I have been following all the hoopla about Alibaba’s upcoming IPO. Yep, I know it’s a big deal. It’s the biggest internet company in the world by a long shot. It has a lock on the Chinese market (for now at least). On paper it should be able to rise to even more commanding heights. So what’s not to like?
Well here’s my question. Can it keep it up? When you’re at the top, can you go any higher? Or is this one of those situations where the insiders realize that they are the peak and now want to offload on an unsuspecting and ever-gullible public?
I’m torn between belief and skepticism. On the belief side are several big factors. Taobao is a new model of online commerce that even we supposedly innovative Americans haven’t figured out yet. In China even showgirls have their own Taobao shop fronts selling European cosmetics. You have to see it to believe it.
And then there’s its undoubted success in building from scratch a rapidly growing wealth management fund, Yu'ebao. Again Chinese are hopping on this bandwagon in big numbers. That’s another thing we don’t have in the US of A.
And to add to the financial innovation onslaught, there’s Alipay, Alibaba’s equivalent to PayPal. It has the market sewn up in China. So Alibaba is one big-time leader, not just in internet solutions, internet shopping and commerce, but also in online finance and banking. Where could it ever stop?

## [Problems to work on]
1/ Transcribe part of the passage on Alibaba's IPO, starting at the words that contain "I’m torn between" and ending after "to believe it.".
2/ In the passage on Alibaba's IPO, what name is given to the wealth management fund Alibaba built from scratch?
3/ Resume the passage on Alibaba's IPO after its final sentence.

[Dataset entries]
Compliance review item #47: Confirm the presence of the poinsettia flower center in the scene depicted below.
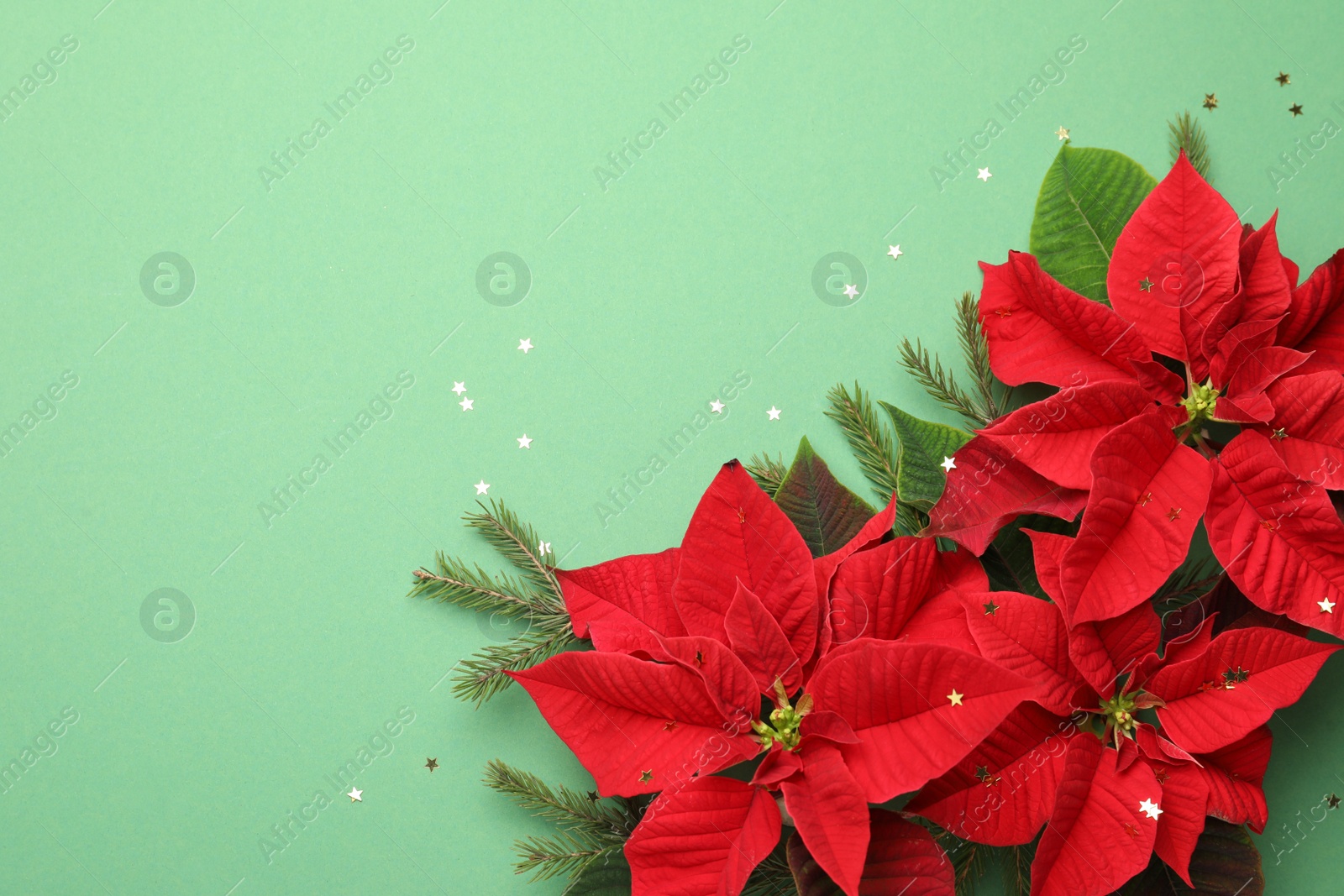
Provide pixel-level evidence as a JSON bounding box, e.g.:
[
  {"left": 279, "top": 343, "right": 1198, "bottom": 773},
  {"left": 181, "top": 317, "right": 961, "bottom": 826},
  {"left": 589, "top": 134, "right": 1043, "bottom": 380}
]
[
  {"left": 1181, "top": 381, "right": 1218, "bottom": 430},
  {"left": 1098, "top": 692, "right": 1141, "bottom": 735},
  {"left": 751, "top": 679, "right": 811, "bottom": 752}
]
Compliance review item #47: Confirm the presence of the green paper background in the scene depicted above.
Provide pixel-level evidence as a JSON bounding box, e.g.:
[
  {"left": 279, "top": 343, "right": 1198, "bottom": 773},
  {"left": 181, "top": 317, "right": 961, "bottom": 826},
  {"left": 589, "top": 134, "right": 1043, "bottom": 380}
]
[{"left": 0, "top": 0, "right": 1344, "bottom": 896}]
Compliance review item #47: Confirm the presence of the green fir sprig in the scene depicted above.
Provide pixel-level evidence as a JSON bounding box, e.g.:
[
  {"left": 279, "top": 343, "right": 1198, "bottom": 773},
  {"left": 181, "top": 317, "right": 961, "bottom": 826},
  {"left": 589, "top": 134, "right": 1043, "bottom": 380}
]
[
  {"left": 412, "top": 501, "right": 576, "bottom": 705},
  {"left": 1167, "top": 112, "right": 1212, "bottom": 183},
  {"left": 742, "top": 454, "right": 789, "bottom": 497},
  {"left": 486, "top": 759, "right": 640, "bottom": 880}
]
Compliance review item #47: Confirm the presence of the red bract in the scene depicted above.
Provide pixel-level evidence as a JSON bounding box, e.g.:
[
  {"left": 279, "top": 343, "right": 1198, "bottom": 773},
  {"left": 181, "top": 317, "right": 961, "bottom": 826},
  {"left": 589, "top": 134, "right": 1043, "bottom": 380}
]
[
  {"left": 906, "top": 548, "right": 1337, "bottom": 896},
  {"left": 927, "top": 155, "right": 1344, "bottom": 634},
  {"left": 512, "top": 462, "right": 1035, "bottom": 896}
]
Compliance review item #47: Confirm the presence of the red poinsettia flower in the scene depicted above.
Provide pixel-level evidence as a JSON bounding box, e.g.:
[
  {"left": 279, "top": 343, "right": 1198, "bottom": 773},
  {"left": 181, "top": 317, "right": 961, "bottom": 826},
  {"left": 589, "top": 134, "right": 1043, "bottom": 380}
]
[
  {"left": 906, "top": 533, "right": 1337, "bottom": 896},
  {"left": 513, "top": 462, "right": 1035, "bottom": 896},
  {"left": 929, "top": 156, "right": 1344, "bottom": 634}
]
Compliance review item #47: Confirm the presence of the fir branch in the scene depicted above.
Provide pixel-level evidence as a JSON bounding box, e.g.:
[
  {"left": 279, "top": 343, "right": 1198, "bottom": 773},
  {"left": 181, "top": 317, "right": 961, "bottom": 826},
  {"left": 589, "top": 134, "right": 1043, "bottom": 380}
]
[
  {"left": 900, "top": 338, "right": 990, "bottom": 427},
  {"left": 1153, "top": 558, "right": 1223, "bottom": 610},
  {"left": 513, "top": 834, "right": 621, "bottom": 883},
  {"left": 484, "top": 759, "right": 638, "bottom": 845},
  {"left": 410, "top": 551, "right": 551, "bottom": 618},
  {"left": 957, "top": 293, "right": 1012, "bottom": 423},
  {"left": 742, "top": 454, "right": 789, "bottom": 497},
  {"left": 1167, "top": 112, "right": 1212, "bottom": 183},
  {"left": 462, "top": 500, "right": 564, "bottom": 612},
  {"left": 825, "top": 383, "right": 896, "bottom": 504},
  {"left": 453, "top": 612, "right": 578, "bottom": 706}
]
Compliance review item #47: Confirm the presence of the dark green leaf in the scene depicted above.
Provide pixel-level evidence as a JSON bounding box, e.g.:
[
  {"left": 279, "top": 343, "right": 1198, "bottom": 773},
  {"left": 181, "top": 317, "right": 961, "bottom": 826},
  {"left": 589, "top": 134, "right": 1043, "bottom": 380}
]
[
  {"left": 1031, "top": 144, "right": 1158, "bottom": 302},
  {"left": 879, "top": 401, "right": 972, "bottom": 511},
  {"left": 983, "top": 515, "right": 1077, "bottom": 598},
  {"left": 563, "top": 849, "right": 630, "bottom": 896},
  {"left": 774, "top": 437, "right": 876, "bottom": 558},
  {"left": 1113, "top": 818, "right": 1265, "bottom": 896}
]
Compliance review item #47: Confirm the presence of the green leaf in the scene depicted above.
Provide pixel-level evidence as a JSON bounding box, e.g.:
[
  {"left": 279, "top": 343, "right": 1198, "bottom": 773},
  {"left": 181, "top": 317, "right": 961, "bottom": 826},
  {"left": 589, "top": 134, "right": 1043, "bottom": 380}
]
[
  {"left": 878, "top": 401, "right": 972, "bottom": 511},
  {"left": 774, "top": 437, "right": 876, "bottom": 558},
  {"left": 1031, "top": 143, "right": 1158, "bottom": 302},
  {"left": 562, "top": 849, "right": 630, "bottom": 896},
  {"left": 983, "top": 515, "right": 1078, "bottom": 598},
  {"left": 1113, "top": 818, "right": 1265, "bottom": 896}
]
...
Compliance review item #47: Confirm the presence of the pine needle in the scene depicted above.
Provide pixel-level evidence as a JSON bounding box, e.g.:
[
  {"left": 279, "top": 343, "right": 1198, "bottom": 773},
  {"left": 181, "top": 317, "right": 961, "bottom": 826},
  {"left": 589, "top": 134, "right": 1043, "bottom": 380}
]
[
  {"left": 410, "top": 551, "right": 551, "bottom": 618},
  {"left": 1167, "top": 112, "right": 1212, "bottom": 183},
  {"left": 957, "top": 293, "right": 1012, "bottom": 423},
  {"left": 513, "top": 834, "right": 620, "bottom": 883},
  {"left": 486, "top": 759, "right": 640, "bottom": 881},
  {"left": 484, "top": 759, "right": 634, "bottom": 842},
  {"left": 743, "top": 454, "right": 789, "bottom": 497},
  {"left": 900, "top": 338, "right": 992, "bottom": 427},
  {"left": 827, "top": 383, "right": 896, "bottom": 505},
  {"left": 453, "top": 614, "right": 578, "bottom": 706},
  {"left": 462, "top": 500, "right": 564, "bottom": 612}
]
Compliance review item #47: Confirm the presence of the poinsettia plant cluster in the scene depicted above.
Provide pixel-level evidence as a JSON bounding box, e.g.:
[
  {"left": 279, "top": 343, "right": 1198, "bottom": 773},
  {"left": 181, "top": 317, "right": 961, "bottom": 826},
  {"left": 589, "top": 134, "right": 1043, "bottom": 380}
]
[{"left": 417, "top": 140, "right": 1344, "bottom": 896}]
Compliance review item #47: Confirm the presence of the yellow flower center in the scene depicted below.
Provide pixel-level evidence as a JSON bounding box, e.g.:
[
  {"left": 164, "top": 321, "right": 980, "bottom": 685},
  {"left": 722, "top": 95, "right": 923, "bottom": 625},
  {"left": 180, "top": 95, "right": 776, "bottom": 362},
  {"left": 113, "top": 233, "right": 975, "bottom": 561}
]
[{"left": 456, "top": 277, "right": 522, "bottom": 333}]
* * *
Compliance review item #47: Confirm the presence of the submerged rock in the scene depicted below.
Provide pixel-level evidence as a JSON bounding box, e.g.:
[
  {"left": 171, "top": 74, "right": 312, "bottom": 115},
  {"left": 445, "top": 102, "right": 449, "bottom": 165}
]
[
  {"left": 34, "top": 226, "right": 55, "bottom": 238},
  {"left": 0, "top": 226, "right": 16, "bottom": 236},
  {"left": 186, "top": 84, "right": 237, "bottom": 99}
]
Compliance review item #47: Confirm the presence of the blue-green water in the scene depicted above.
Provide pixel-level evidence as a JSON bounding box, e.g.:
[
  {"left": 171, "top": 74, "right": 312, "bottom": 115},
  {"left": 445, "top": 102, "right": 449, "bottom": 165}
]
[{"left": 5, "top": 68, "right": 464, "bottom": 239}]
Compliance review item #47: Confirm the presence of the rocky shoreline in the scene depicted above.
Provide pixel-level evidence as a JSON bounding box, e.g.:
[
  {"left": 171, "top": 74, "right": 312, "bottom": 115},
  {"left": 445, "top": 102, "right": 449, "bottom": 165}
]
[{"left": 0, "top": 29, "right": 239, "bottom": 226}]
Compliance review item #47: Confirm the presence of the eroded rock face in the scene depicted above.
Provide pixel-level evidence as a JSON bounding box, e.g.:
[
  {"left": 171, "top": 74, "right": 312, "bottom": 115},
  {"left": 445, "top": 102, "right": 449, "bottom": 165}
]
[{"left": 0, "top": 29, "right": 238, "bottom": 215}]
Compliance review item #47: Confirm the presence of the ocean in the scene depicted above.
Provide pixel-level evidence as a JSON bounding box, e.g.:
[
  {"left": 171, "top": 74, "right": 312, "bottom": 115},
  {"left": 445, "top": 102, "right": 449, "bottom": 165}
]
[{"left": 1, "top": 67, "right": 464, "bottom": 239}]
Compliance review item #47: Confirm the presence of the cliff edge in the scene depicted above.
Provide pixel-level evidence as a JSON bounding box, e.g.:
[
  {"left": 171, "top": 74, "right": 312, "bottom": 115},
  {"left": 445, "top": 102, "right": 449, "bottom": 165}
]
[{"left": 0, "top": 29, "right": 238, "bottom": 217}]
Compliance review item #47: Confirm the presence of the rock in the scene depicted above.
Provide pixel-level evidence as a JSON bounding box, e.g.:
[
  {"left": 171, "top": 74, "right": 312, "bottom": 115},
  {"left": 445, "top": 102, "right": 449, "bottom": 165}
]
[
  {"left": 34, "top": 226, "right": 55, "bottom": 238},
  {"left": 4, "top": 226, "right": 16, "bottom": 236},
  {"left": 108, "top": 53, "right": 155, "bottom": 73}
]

## [Answer section]
1/
I’m torn between belief and skepticism. On the belief side are several big factors. Taobao is a new model of online commerce that even we supposedly innovative Americans haven’t figured out yet. In China even showgirls have their own Taobao shop fronts selling European cosmetics. You have to see it to believe it.

2/ Yu'ebao

3/
Have you heard of the newly-released book “The Second Machine Age” by Brynjolfsson and McAfee? It’s basically yet another paean to high tech, but nonetheless insightful for that. Basically its argument is that innovation is getting easier and more powerful because there are many more building blocks around that can be combined in different ways to keep the pace of innovation increasing.
Well that reminds me of the recent news that scientists have been able to add two new letters to the DNA code, a pretty amazing accomplishment. They work is a new approach to recombining DNA sequences in new and different ways. Essentialky they have taken the science of recombinant DNA to new levels by adding in some totally new elements.
So here is my thought process. It kind of looks to me like Jack Ma, the founder and driver behind Alibaba has managed to devise a new approach to building and growing companies. I call it recombinant growth. That’s because he has managed to take elements of what he has seen overseas and transplanted them into the Chinese context in new and different ways to internet commerce and finance.
In China it’s worked brilliantly. That could because it’s a new universal formula that he has discovered or I could be that he didn’t have the mighty headwinds that would be met in a truly competitive economy like that in the US. It’s got to e a lot easier if you don’t have companies such as Amazon and Facebook around. Essentially he was able to emulate their approaches without having competitors.
I think that ask Ma is a brilliant, inspiring ad amazing person. But what I don’t know is whether he is a brilliant copycat or an innovator who has come up with a new formula that will also succeed outside its home base in China.
I do think he has invented a new form of growth, which I call recombinant growth. He got those elements from the US. That’s ok. Sometimes being a copycat works beautifully as we see with Apple and Microsoft.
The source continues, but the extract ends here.